DOCUMENT EXCERPT
=====

Solution 2: File transfer via S3 bucket without EDC AWS extension

Introduction to File Transfer process in EDC

  1. Provider uploads the parquet file to an S3 bucket.
  2. Provider creates a shell with shell descriptors and the edc Asset, controlplane URL, S3 Bucket Link and credentials to access s3 bucket of provider.
  3. Consumer calls the DTR via EDC and read the submodeldescriptor from the shell.
  4. Consumer reads the credentials and starts donwloading the file from provider s3 bucket.

SubmodelDescriptor for Parquet Data (via File Transfer)

For the file transfer via S3 bucket the submodelDescriptor can be defined like:

{
...
  "submodelDescriptors": [
    {
      "idShort": "quality-data",
      "id": "<uuid>",
      "endpoints": [
        {
           // TODO: Check which interface can be used here. See :https://github.com/admin-shell-io/questions-and-answers?tab=readme-ov-file#id47
          "interface": "SUBMODEL-3.0",
          "protocolInformation": {
           //Link to Provider AWS S3 Bucket (S3 URI)
            "href": "https://example-bucket.s3.us-east-2.amazonaws.com/productDescription. parquet",
            "endpointProtocol": "HTTP",
            "endpointProtocolVersion": [
              "1.1"
            ],
            "subprotocol": "",
            "subprotocolBody": "id=<edc-asset-id>;dspEndpoint=<controlplane-url>",
            "subprotocolBodyEncoding": "application/octet-stream;type=parquet-snappy",
             // TODO: Check credentials for S3 bucket can be used here
            "securityAttributes": [
              {
                // TODO: Clarify which enum can be used
                "type": "NONE",
                // S3 securityKey
                "key": "SecurityKey",
                // S3 accessKey
                "value": "AccessKey"
              }
            ]
          }
        }
      ],
      "semanticId": {
        "type": "ExternalReference",
        "keys": [
          {
            "type": "Submodel",
            "value": "urn:samm:io.catenax.vehicle.product_description:3.0.0#ProductDescription"
          }, 
           {
              "type": "Submodel",
              //TBD: New Model which map flatten hirarchy to model (like with "_" or "."). Outcome of the issue: https://github.com/eclipse-tractusx/sldt-semantic-models/issues/762
              "value": "urn:samm:io.catenax.vehicle.product_description:3.0.0#FlattenedProductDescription"

=====

LISTING
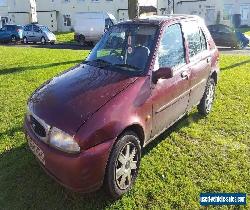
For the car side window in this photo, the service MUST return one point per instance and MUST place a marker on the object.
(36, 28)
(28, 28)
(203, 41)
(171, 51)
(108, 23)
(192, 33)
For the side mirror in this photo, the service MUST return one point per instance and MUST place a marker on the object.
(162, 73)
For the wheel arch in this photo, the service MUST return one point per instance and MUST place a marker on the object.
(137, 129)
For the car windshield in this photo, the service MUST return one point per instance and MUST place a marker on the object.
(126, 47)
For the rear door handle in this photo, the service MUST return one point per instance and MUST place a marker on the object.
(185, 75)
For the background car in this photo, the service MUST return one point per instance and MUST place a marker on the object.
(38, 33)
(229, 37)
(11, 33)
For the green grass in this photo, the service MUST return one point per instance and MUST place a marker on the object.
(198, 154)
(65, 37)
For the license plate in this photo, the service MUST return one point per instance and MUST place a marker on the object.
(36, 150)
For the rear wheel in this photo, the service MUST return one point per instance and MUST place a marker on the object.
(207, 100)
(123, 165)
(82, 40)
(13, 38)
(25, 40)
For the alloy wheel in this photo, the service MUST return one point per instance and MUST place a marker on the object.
(126, 166)
(210, 97)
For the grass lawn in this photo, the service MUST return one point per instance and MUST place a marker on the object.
(65, 37)
(198, 155)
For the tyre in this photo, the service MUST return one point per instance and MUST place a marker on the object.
(43, 41)
(82, 40)
(25, 40)
(13, 38)
(123, 165)
(240, 45)
(207, 100)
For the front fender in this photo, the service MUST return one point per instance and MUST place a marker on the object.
(130, 107)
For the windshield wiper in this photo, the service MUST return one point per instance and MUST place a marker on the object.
(99, 62)
(127, 66)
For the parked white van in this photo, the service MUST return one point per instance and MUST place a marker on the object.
(90, 26)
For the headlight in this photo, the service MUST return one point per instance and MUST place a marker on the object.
(63, 141)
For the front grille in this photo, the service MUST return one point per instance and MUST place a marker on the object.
(37, 127)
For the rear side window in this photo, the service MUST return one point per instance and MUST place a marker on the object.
(171, 51)
(36, 28)
(195, 37)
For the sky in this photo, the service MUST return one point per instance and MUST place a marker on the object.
(148, 2)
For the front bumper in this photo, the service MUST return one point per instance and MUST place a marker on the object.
(82, 172)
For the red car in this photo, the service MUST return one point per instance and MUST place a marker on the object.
(88, 125)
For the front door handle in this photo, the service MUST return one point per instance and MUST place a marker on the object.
(185, 75)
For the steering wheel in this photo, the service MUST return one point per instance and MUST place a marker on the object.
(114, 52)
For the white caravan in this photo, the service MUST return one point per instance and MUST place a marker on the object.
(90, 26)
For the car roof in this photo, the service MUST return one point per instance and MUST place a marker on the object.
(158, 20)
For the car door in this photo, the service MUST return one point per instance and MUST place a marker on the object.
(28, 32)
(3, 33)
(36, 34)
(170, 96)
(199, 60)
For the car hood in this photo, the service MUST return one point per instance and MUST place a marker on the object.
(70, 99)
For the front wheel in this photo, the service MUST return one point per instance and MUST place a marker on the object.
(43, 41)
(123, 165)
(207, 100)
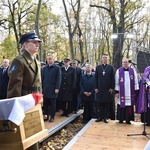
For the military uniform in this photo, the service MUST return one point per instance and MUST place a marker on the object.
(25, 76)
(24, 71)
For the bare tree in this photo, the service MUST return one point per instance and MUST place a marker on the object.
(72, 27)
(119, 26)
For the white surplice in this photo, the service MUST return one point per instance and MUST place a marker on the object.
(127, 86)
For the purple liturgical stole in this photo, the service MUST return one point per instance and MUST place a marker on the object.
(144, 94)
(122, 88)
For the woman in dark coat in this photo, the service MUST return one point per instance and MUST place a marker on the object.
(68, 84)
(88, 94)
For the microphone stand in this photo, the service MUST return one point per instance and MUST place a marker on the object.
(144, 131)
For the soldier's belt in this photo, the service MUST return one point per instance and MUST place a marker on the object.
(31, 88)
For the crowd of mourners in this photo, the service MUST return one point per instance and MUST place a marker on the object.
(70, 86)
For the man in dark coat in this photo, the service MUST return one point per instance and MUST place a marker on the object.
(68, 84)
(104, 88)
(51, 79)
(88, 94)
(75, 100)
(4, 79)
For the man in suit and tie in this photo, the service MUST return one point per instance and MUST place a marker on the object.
(4, 79)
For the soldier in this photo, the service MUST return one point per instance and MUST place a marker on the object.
(25, 70)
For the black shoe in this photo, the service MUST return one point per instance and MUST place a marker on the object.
(120, 121)
(128, 122)
(46, 119)
(105, 121)
(51, 120)
(84, 121)
(67, 115)
(63, 114)
(147, 124)
(98, 120)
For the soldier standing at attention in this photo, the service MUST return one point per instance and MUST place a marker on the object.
(25, 71)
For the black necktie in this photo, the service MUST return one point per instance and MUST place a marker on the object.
(4, 69)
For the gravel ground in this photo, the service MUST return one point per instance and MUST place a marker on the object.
(64, 136)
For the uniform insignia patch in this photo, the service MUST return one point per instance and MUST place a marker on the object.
(13, 68)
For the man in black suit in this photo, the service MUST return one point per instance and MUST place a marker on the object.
(68, 84)
(104, 88)
(75, 100)
(4, 79)
(51, 79)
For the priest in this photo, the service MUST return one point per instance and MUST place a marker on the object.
(126, 83)
(143, 103)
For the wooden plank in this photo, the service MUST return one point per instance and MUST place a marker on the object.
(111, 136)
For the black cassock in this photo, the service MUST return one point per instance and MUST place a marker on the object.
(105, 80)
(68, 84)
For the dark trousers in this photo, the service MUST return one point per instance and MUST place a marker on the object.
(89, 110)
(102, 109)
(49, 106)
(75, 102)
(66, 107)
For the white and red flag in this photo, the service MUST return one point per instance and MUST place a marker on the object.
(14, 109)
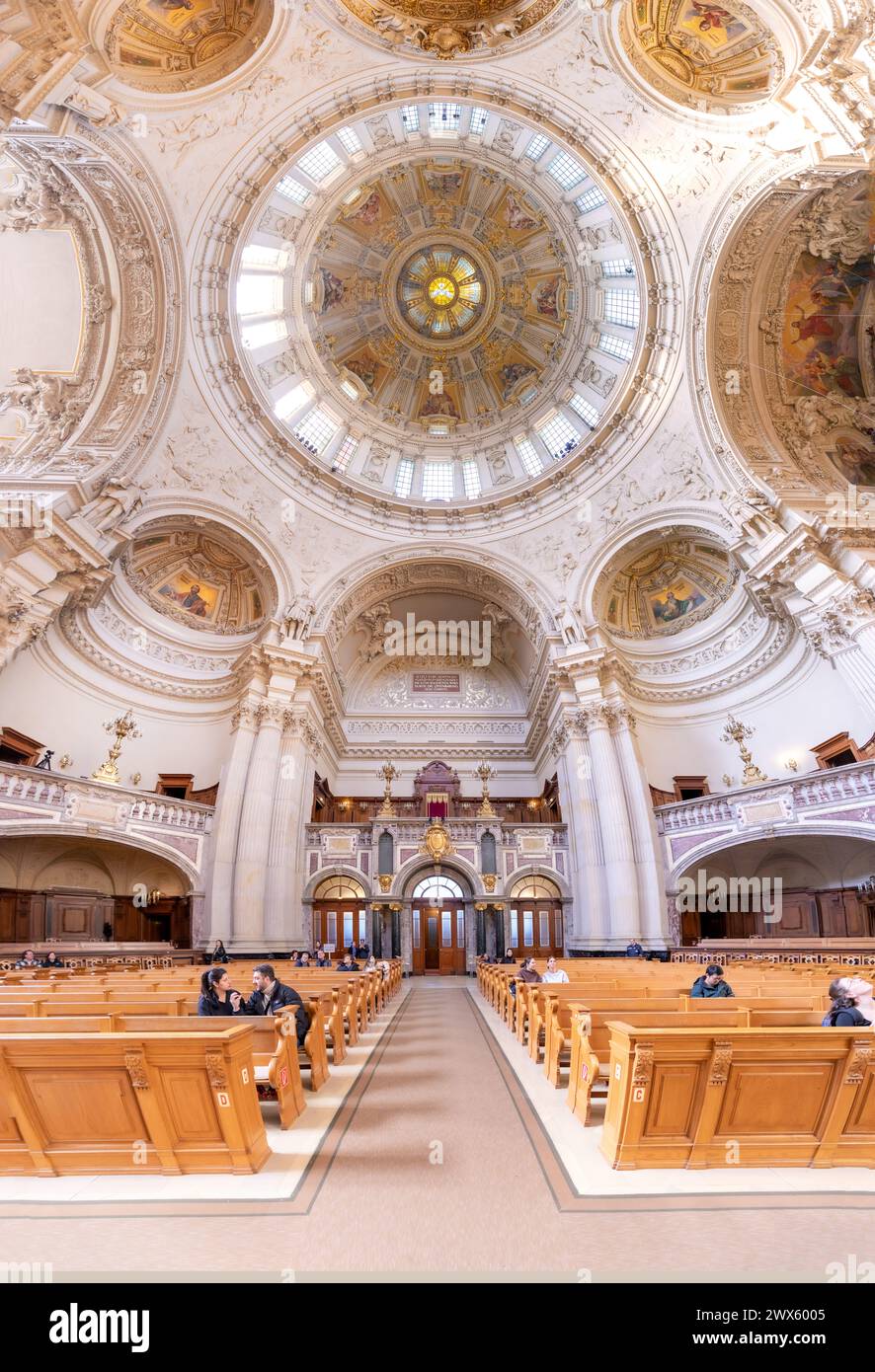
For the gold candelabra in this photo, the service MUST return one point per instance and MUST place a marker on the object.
(485, 774)
(737, 732)
(387, 771)
(123, 727)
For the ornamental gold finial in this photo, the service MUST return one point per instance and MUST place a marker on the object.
(123, 727)
(485, 774)
(387, 771)
(737, 732)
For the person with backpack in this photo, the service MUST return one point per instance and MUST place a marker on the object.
(842, 1013)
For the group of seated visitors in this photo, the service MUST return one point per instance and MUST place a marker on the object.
(29, 959)
(268, 998)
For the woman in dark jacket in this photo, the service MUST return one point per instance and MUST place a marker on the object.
(216, 995)
(842, 1013)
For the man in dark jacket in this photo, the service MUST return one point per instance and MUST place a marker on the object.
(712, 984)
(271, 996)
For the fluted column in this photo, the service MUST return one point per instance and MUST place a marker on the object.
(580, 811)
(645, 841)
(255, 832)
(286, 876)
(857, 665)
(281, 899)
(231, 789)
(618, 855)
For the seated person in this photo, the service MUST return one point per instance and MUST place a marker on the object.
(526, 973)
(861, 992)
(270, 996)
(712, 982)
(845, 1013)
(216, 995)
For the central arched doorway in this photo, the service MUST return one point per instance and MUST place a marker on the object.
(341, 913)
(438, 926)
(534, 918)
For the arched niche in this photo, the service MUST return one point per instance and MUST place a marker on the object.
(789, 340)
(182, 45)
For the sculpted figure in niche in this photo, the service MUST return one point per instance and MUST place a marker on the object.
(113, 502)
(372, 623)
(298, 616)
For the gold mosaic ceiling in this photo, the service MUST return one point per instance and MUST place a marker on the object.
(463, 28)
(206, 579)
(667, 587)
(185, 44)
(439, 294)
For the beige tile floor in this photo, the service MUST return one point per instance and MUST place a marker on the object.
(492, 1202)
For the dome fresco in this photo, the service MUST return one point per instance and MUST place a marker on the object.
(667, 587)
(206, 579)
(438, 299)
(185, 44)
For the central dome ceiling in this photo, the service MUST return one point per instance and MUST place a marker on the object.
(438, 301)
(439, 294)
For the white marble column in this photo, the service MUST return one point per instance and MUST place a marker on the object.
(580, 812)
(255, 832)
(231, 791)
(619, 872)
(281, 899)
(857, 665)
(645, 841)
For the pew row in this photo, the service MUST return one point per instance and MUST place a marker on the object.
(169, 1104)
(275, 1058)
(727, 1097)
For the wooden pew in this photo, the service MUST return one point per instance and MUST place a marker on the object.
(755, 1098)
(275, 1062)
(129, 1102)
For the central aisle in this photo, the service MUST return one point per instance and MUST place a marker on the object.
(438, 1167)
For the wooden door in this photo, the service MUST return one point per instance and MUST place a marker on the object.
(438, 940)
(536, 929)
(338, 924)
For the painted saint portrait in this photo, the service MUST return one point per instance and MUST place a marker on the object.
(443, 184)
(675, 602)
(512, 375)
(547, 298)
(517, 217)
(368, 213)
(439, 405)
(854, 461)
(712, 24)
(333, 289)
(190, 594)
(821, 337)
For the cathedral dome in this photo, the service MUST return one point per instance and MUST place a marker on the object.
(443, 317)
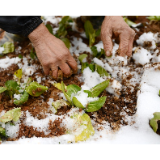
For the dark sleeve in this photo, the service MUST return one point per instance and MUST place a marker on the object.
(20, 24)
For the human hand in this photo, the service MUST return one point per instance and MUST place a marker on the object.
(52, 52)
(115, 25)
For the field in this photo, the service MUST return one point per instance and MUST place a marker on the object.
(132, 95)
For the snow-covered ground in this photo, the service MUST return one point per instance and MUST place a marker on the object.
(138, 132)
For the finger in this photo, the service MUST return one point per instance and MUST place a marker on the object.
(73, 64)
(65, 69)
(54, 71)
(46, 70)
(107, 43)
(124, 43)
(129, 53)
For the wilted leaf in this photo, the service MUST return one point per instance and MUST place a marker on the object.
(98, 89)
(95, 105)
(2, 89)
(8, 47)
(35, 89)
(13, 114)
(153, 121)
(85, 122)
(23, 99)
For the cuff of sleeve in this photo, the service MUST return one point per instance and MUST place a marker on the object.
(35, 22)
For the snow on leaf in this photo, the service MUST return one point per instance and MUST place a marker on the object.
(2, 89)
(96, 105)
(85, 122)
(13, 114)
(8, 47)
(23, 99)
(35, 89)
(153, 121)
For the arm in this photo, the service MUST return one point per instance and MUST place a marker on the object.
(114, 24)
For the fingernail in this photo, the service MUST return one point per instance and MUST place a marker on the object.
(108, 53)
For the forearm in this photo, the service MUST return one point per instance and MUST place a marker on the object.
(20, 24)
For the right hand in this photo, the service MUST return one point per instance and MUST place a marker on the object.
(52, 52)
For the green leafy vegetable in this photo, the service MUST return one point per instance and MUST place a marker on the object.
(18, 74)
(2, 89)
(12, 88)
(13, 114)
(23, 99)
(154, 120)
(8, 47)
(96, 105)
(154, 17)
(35, 89)
(90, 32)
(98, 89)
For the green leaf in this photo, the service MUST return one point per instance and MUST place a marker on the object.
(77, 103)
(81, 57)
(49, 27)
(66, 42)
(85, 122)
(65, 94)
(96, 105)
(23, 99)
(8, 47)
(59, 103)
(12, 87)
(2, 89)
(98, 89)
(13, 114)
(18, 74)
(153, 121)
(35, 89)
(2, 132)
(101, 71)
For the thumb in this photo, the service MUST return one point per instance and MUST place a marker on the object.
(108, 46)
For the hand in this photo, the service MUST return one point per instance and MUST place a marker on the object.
(114, 24)
(52, 52)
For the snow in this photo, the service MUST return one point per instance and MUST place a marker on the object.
(138, 132)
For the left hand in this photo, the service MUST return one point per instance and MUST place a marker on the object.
(114, 24)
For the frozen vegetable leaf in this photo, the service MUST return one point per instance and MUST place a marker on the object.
(2, 89)
(153, 121)
(59, 103)
(81, 57)
(66, 42)
(85, 123)
(18, 74)
(35, 89)
(8, 47)
(65, 94)
(77, 103)
(23, 99)
(101, 71)
(13, 114)
(12, 87)
(49, 27)
(95, 105)
(98, 89)
(2, 132)
(72, 89)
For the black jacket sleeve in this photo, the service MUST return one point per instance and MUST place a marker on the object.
(20, 24)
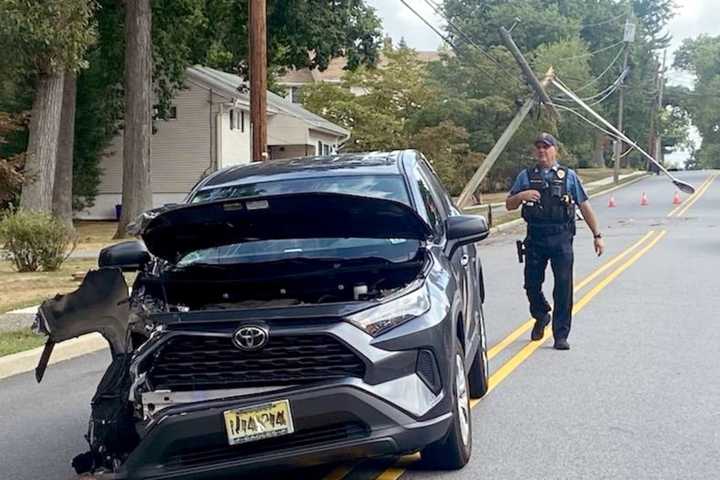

=====

TASK 1
Please reproduce the S3 file transfer text word for word, starting with "1. Provider uploads" and going on through "from the shell.".
TASK 2
According to the S3 file transfer text, why does the provider include credentials when creating the shell, and how does the consumer use them? Answer in one to three sentences.

CORRECT ANSWER 1
1. Provider uploads the parquet file to an S3 bucket.
  2. Provider creates a shell with shell descriptors and the edc Asset, controlplane URL, S3 Bucket Link and credentials to access s3 bucket of provider.
  3. Consumer calls the DTR via EDC and read the submodeldescriptor from the shell.

CORRECT ANSWER 2
The provider includes the credentials so that the provider's S3 bucket can be accessed. The consumer reads them from the submodel descriptor in the shell and then starts downloading the file from the provider's S3 bucket.